## Work order
From the start of the material through the line with "box: [71, 385, 80, 401]", swap "rough mask" for "coarse mask" and leave everything else untouched. Omit any pictures from your answer.

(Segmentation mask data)

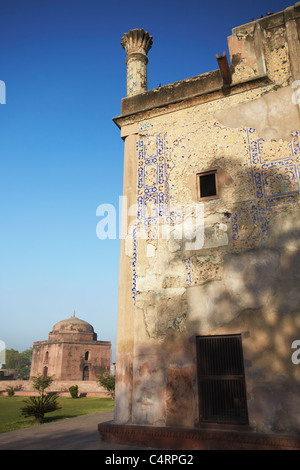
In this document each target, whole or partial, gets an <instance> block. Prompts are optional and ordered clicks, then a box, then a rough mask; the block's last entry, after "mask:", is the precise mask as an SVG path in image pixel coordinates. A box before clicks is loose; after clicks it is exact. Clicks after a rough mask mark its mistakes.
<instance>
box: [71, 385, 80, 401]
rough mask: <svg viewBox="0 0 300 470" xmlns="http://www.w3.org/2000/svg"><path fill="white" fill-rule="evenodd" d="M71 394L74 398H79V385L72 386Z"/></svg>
mask: <svg viewBox="0 0 300 470" xmlns="http://www.w3.org/2000/svg"><path fill="white" fill-rule="evenodd" d="M69 392H70V394H71V397H72V398H78V385H71V387H70V388H69Z"/></svg>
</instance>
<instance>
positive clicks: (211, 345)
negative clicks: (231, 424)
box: [197, 335, 248, 424]
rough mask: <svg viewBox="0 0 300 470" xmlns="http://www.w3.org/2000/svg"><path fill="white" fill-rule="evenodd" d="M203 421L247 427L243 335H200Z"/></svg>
mask: <svg viewBox="0 0 300 470" xmlns="http://www.w3.org/2000/svg"><path fill="white" fill-rule="evenodd" d="M197 358H198V384H199V405H200V421H202V422H211V423H227V424H248V411H247V398H246V384H245V374H244V360H243V350H242V342H241V335H226V336H198V337H197Z"/></svg>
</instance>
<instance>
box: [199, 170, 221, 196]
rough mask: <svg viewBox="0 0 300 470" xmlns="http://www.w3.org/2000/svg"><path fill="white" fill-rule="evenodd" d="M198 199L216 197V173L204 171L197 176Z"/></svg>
mask: <svg viewBox="0 0 300 470" xmlns="http://www.w3.org/2000/svg"><path fill="white" fill-rule="evenodd" d="M197 188H198V199H204V198H211V197H216V196H217V195H218V185H217V171H216V170H212V171H206V172H204V173H198V174H197Z"/></svg>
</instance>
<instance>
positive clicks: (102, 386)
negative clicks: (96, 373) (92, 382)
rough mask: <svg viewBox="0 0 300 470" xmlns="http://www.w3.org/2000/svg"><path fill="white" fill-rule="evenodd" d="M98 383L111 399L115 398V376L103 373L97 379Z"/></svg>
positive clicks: (102, 372) (106, 372)
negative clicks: (103, 389)
mask: <svg viewBox="0 0 300 470" xmlns="http://www.w3.org/2000/svg"><path fill="white" fill-rule="evenodd" d="M98 382H99V384H100V385H101V386H102V387H103V388H105V389H106V390H107V391H108V393H109V394H110V396H111V397H112V398H115V376H114V375H113V374H111V373H110V372H107V371H103V372H102V373H101V374H100V375H99V377H98Z"/></svg>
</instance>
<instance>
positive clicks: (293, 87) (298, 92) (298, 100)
mask: <svg viewBox="0 0 300 470" xmlns="http://www.w3.org/2000/svg"><path fill="white" fill-rule="evenodd" d="M292 88H297V90H296V91H294V93H293V94H292V102H293V104H300V80H295V81H294V82H293V83H292Z"/></svg>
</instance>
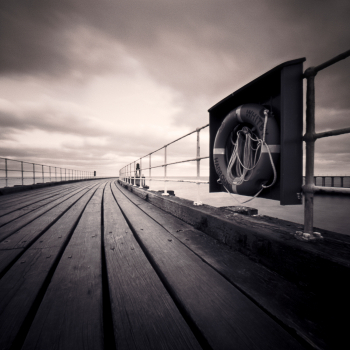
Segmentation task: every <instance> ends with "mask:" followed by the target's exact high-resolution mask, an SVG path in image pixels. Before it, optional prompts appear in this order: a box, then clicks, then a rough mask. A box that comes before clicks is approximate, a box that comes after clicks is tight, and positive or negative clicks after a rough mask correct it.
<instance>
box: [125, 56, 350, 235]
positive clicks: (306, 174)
mask: <svg viewBox="0 0 350 350" xmlns="http://www.w3.org/2000/svg"><path fill="white" fill-rule="evenodd" d="M349 56H350V50H348V51H346V52H344V53H342V54H340V55H338V56H336V57H334V58H332V59H330V60H328V61H326V62H324V63H322V64H320V65H319V66H316V67H309V68H308V69H306V70H305V72H304V75H303V78H305V79H306V80H307V90H306V133H305V135H304V136H303V138H302V139H303V141H304V142H305V143H306V174H305V185H303V186H302V191H303V193H304V231H305V232H304V233H306V234H309V236H310V235H312V234H313V196H314V193H315V192H322V193H330V194H334V193H343V194H349V193H350V189H348V188H343V178H344V177H345V176H339V177H340V178H341V188H337V189H335V188H334V177H332V186H331V187H325V180H324V178H325V177H327V176H320V175H318V176H315V174H314V167H315V166H314V164H315V141H316V140H318V139H320V138H324V137H330V136H337V135H343V134H348V133H350V127H348V128H342V129H336V130H330V131H325V132H320V133H316V132H315V76H316V74H317V73H318V72H319V71H321V70H323V69H325V68H327V67H329V66H331V65H333V64H335V63H337V62H339V61H341V60H343V59H345V58H347V57H349ZM208 126H209V124H206V125H204V126H202V127H201V128H197V129H196V130H194V131H191V132H190V133H188V134H186V135H184V136H182V137H180V138H178V139H176V140H174V141H172V142H170V143H168V144H166V145H164V146H163V147H161V148H159V149H157V150H155V151H153V152H151V153H148V154H147V155H145V156H143V157H141V158H140V180H139V181H140V187H142V170H147V169H148V170H149V177H150V178H151V169H153V168H159V167H164V179H163V181H164V182H165V184H166V182H167V181H169V180H167V173H166V169H167V166H168V165H173V164H178V163H184V162H191V161H197V181H196V183H197V184H199V174H200V168H199V164H200V163H199V162H200V160H202V159H205V158H209V157H200V146H199V131H200V130H202V129H204V128H206V127H208ZM195 132H197V154H196V155H197V157H196V158H193V159H187V160H184V161H178V162H172V163H167V146H169V145H171V144H173V143H174V142H177V141H179V140H181V139H183V138H184V137H186V136H189V135H191V134H193V133H195ZM161 149H164V164H162V165H159V166H155V167H152V166H151V155H152V154H153V153H155V152H158V151H160V150H161ZM147 156H149V167H148V168H145V169H142V167H141V164H142V159H143V158H145V157H147ZM135 163H136V161H134V162H133V163H130V164H128V165H126V166H125V167H123V168H122V169H121V170H120V174H119V175H120V178H124V180H127V181H128V182H129V183H130V184H131V183H133V185H134V186H136V172H137V170H136V169H135ZM132 164H134V171H133V173H134V178H133V181H132V175H131V174H132V169H131V165H132ZM316 177H322V178H323V179H322V186H316V185H315V182H316ZM164 195H167V190H166V185H165V190H164ZM198 198H199V192H198V196H197V202H198V203H197V202H195V204H196V203H197V204H201V202H200V200H199V199H198Z"/></svg>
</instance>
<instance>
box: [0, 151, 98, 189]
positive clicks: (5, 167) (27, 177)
mask: <svg viewBox="0 0 350 350" xmlns="http://www.w3.org/2000/svg"><path fill="white" fill-rule="evenodd" d="M93 177H94V172H93V171H83V170H74V169H67V168H60V167H54V166H51V165H43V164H36V163H29V162H24V161H21V160H15V159H8V158H2V157H0V188H1V187H9V186H21V185H22V186H23V185H32V184H36V183H45V182H53V181H54V182H60V181H69V180H83V179H89V178H93Z"/></svg>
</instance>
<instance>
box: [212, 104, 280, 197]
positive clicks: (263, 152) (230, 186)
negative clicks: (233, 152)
mask: <svg viewBox="0 0 350 350" xmlns="http://www.w3.org/2000/svg"><path fill="white" fill-rule="evenodd" d="M265 111H266V108H265V107H264V106H262V105H259V104H252V103H251V104H244V105H241V106H239V107H237V108H235V109H234V110H232V111H231V112H230V113H229V114H228V115H227V116H226V117H225V119H224V120H223V122H222V124H221V126H220V128H219V130H218V132H217V134H216V137H215V141H214V149H213V160H214V166H215V170H216V173H217V174H218V176H219V178H220V181H221V184H222V185H223V186H224V187H225V188H226V190H227V191H229V192H231V193H237V194H241V195H246V196H254V195H256V193H257V192H258V191H261V189H262V188H263V187H264V186H266V185H267V184H268V182H269V181H271V178H272V177H273V175H274V169H273V166H274V165H277V164H278V161H279V156H280V132H279V127H278V125H277V122H276V120H275V119H274V118H273V117H272V116H269V117H268V122H267V124H266V126H265V134H264V122H265V114H264V112H265ZM239 124H245V125H247V126H248V127H250V128H253V129H254V134H255V135H257V137H258V138H259V139H261V140H264V141H265V142H264V143H263V145H262V148H261V154H260V159H259V161H258V162H257V164H256V166H255V167H254V169H253V170H252V174H251V176H250V178H249V180H248V181H244V182H243V183H242V184H240V185H234V184H233V182H232V180H230V179H229V177H228V175H227V167H228V163H227V157H226V152H227V150H226V145H227V141H228V138H229V136H230V134H231V132H232V130H233V129H235V128H236V127H237V126H238V125H239ZM270 156H271V157H270ZM272 162H273V163H274V165H273V166H271V163H272Z"/></svg>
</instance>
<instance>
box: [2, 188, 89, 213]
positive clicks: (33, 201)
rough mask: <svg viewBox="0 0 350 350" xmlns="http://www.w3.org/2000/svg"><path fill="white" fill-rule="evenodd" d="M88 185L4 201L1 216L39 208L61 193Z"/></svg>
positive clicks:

## Answer
In this document each target, whole or partial, gets an <instance> block. Prompts are optional and ordered clicks, then a box, then a coarse mask; the block's last entry, after "mask:", is the precise mask as an SVG path in image pixel coordinates. A box before clicks is loose; after clicks it is exact. Clicks after a coarse mask mark its mistakes.
<instance>
box: [71, 385, 80, 401]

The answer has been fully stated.